▶ _Data entries_:

┏━━

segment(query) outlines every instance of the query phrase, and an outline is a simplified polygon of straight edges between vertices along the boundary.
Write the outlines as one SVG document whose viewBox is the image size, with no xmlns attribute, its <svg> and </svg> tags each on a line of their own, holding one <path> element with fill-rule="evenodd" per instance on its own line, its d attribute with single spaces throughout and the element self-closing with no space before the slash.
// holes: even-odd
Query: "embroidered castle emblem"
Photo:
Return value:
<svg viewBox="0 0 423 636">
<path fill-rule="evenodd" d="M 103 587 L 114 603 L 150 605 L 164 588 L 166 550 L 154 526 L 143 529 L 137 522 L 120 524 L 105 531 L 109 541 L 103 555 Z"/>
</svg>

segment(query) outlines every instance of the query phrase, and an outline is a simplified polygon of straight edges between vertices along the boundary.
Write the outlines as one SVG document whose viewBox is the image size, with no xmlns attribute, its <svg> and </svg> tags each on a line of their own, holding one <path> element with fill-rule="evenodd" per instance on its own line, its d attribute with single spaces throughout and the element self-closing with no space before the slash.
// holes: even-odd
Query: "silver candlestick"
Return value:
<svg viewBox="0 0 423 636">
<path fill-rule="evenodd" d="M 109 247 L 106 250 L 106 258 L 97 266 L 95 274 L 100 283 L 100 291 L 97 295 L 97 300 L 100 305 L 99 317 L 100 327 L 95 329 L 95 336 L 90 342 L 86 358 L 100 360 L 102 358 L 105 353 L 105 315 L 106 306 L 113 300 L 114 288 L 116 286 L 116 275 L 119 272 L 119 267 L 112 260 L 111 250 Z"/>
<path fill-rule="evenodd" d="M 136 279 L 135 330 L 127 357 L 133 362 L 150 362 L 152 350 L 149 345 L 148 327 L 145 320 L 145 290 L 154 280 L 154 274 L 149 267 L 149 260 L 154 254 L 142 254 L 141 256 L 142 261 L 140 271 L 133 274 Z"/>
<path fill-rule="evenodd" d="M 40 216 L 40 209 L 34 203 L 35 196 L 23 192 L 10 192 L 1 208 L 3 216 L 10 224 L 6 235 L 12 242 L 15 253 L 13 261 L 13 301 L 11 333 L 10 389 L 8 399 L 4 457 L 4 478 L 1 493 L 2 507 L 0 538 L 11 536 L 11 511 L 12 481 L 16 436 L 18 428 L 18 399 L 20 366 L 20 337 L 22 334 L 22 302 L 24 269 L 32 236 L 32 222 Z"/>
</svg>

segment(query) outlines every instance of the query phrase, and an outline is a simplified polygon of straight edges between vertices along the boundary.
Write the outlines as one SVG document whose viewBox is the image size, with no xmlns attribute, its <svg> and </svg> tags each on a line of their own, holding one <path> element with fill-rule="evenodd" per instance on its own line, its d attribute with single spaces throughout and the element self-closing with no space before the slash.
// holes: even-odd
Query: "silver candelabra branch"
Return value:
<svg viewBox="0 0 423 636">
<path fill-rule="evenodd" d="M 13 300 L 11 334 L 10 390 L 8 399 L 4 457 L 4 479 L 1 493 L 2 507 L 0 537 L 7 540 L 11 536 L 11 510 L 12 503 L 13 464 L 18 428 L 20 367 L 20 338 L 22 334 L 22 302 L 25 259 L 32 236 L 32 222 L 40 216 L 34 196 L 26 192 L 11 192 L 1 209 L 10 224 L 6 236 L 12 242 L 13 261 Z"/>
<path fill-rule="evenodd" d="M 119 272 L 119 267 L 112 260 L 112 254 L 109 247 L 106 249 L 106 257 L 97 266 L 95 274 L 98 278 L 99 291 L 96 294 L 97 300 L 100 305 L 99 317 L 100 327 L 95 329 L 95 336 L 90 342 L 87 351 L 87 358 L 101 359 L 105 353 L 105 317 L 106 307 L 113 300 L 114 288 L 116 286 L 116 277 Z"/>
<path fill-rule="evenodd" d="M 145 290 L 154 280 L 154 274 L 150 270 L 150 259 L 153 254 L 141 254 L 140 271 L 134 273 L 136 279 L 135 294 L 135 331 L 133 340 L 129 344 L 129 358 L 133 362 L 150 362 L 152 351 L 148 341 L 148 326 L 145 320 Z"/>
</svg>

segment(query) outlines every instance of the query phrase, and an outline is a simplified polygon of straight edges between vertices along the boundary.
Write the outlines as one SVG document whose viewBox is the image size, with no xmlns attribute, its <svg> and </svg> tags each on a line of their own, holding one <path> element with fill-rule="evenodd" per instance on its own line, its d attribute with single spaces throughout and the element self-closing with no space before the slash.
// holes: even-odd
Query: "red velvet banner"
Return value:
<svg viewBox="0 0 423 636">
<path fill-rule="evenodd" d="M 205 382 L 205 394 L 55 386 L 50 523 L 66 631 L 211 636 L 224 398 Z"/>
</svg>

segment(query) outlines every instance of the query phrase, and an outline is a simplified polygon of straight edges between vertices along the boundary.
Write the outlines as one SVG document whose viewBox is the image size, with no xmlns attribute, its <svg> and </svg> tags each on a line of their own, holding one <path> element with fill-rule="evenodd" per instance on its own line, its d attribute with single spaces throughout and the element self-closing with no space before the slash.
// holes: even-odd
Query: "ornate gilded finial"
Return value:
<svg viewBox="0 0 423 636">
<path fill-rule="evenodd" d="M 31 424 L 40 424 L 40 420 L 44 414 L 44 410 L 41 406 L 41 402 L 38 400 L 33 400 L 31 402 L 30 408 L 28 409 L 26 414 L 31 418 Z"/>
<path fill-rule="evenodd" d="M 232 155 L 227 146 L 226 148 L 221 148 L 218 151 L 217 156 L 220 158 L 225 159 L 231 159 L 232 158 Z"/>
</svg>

┗━━
┏━━

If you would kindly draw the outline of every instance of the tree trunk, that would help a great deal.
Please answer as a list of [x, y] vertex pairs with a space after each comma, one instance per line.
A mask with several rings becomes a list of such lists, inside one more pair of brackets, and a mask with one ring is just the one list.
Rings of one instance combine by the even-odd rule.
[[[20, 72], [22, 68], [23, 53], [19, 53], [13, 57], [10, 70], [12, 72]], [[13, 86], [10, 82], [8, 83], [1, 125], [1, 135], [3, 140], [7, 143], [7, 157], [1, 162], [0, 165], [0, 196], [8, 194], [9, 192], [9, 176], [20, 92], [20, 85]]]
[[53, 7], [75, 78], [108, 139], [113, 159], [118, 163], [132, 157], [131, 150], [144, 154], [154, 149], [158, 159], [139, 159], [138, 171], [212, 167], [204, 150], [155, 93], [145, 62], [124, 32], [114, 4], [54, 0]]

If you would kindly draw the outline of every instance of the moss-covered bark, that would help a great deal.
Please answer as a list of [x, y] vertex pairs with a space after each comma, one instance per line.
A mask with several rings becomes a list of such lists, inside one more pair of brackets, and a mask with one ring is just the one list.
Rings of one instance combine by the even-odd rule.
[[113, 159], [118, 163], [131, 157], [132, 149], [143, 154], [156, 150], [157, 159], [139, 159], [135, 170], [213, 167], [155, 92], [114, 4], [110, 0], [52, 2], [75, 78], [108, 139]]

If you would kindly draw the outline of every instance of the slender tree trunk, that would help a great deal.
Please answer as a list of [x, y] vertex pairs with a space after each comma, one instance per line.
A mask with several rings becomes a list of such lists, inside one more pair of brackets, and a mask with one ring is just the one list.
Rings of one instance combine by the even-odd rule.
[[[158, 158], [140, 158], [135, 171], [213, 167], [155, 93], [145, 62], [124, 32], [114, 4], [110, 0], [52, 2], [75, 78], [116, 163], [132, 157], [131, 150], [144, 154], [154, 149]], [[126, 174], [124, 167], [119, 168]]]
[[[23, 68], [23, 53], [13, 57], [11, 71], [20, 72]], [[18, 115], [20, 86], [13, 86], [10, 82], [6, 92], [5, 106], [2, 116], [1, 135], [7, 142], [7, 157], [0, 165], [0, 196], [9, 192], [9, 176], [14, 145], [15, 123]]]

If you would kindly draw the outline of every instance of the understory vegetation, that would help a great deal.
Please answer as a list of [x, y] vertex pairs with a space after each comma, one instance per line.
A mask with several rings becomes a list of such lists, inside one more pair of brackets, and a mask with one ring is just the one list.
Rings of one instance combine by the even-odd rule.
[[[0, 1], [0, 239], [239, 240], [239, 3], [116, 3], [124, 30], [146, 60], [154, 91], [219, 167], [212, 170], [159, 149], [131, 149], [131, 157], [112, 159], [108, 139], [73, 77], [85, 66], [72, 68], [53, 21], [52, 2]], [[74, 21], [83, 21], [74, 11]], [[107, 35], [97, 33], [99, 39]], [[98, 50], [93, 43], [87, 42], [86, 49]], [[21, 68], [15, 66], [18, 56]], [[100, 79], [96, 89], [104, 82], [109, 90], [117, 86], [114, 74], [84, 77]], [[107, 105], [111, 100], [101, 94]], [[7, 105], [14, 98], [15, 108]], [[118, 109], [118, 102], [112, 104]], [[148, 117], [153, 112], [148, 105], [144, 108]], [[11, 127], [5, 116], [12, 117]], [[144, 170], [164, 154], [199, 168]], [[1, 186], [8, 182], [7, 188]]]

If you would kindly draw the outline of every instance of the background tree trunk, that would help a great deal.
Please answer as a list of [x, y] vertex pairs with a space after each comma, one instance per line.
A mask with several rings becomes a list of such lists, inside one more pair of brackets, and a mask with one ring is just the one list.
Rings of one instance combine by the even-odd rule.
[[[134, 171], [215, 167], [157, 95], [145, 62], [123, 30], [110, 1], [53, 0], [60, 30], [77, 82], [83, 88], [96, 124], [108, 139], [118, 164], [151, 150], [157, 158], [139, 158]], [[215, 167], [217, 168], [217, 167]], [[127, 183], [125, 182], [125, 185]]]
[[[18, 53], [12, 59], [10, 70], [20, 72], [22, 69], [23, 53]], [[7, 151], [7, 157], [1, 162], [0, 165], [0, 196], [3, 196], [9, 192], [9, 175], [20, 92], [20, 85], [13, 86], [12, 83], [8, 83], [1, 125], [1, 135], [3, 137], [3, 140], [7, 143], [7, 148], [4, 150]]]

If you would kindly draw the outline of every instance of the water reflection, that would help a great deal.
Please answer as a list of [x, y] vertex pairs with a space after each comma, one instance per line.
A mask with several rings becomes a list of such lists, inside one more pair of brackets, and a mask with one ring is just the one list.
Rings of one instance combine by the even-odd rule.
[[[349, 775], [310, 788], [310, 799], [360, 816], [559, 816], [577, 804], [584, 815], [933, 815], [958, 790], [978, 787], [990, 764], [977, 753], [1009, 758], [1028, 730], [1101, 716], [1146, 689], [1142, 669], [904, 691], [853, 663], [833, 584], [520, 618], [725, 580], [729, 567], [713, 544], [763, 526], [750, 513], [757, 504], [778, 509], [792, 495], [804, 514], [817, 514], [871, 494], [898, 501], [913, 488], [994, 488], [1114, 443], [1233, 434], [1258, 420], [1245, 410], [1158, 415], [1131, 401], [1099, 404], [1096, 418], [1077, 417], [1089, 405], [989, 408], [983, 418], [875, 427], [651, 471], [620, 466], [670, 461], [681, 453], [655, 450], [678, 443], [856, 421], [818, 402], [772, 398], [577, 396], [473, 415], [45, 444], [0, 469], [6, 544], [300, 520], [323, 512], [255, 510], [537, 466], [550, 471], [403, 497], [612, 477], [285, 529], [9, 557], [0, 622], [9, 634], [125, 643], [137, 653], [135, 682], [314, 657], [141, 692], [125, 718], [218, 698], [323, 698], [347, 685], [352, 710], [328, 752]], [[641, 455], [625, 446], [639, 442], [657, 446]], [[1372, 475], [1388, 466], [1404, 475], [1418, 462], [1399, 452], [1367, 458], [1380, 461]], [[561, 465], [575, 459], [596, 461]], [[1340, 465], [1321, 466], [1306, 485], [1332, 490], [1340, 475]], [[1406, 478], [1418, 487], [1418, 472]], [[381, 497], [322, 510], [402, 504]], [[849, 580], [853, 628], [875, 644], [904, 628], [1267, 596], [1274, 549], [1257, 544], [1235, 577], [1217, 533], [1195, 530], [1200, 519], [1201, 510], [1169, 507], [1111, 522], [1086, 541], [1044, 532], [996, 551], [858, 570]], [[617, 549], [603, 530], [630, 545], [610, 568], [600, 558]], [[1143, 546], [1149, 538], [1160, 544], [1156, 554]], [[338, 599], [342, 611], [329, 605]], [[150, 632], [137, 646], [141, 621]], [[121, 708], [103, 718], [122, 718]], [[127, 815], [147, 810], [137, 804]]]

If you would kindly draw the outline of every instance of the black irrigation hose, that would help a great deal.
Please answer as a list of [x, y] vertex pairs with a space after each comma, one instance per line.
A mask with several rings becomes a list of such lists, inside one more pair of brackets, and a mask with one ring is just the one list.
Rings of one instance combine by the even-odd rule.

┗━━

▶ _STATED PROBLEM_: Write out the rows again from the line with "bark, that would help a great deal." up to and including the line with "78], [108, 139]]", replacing "moss-covered bark" with "lichen-covered bark" and changing nothing else.

▶ _RESPONSE TO THIS TASK_:
If you would kindly draw the outline of every instance of the lichen-covered bark, that would help a great deal.
Please answer as a list of [x, y] vertex pairs with a space after each comma, one instance per line.
A mask with several rings becomes a list of such lists, inside one more pair of brackets, and a mask with one ring is just the one list.
Rings of one instance combine by the even-odd rule.
[[113, 159], [118, 163], [131, 157], [132, 149], [143, 154], [156, 150], [157, 159], [139, 159], [135, 170], [213, 167], [155, 92], [114, 4], [110, 0], [52, 2], [75, 78], [108, 139]]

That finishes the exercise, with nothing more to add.